Document passage:
=-=-=

Well... one of the five decided that it would check out the inside of the powerhead... but the other 4 cycled my tank and proclaimed it free of noxious chemicals... so into the Sev tank they went.

...and there they remain. 1-1.5 inch snacks... swimming around with 3 year old, 8 inch (more or less, I've never actually measured them) Heros... which completely ignore them.

Heck... I'm gonna ditch the stupid Danios and try some Tetras next.


----------



## MetalHead06351

the geo is working out great. No agression issues at all, she just needs to get the whole bottom of her tank covered in sand. Right now it is only halfway. But her severum is the biggest wuss i've ever seen. It used to get beat up by a 1 inch bp when it was 3 inches, and i've also never actually witnessed a mean severum, either, feverdream. It just seems to me like when people say oscars are real agressive. But after keeping jags and similar ca's, I guess most other cichlids wouldn't seem too badass :wink:


----------



## RyanR

Feverdream said:


> I think the thing that I find the strangest about my Heros is the fact that they just don't hunt.
> 
> Heck... I'm gonna ditch the stupid Danios and try some Tetras next.


Severums are mostly herbivores. I guess they'll simply destroy any live plants, and shrimp are in danger if living with the sevs, but other fish are mostly out. If your gut is adapted to getting the most out of plants, it can't be much fun to try and run a bony fish through it. 

We have red-eye tetras in with our two severums. No cares whatsoever... when we put in a pair of tiny brisltenose plecos, the sevs first thought they might have been giant food pellets, but after a close inspection, they swam back to the glass towards me, and gave me the "WTF" look, "That's not food!" 

Cheers!
-Ryan


----------

=-=-=

Records:
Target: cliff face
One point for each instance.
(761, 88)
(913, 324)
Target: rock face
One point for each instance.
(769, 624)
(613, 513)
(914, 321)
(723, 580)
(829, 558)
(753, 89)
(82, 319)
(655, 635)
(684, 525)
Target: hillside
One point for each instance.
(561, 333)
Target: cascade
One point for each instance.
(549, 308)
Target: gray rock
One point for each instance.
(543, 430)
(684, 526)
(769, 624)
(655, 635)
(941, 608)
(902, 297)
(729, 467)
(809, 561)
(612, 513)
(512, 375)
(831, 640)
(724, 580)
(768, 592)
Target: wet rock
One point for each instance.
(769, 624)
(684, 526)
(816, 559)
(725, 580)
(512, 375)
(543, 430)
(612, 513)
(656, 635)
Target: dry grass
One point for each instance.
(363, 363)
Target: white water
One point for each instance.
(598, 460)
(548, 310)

=-=-=

Task list:
A - Please translate this sentence from the aquarium forum thread into Spanish: "We have red-eye tetras in with our two severums."
B - Using the aquarium forum thread, decide whether each statement agrees with it. Answer yes or no, and quote the deciding words.
(i) MetalHead06351 reports that the geo has had no aggression problems.
(ii) Sand currently covers the whole bottom of the geo's tank.
(iii) RyanR keeps red-eye tetras together with two severums.

Solved tasks:
A - Tenemos tetras de ojos rojos junto con nuestros dos severums.

B -
(i) Yes: "No agression issues at all"
(ii) No: "Right now it is only halfway."
(iii) Yes: "We have red-eye tetras in with our two severums."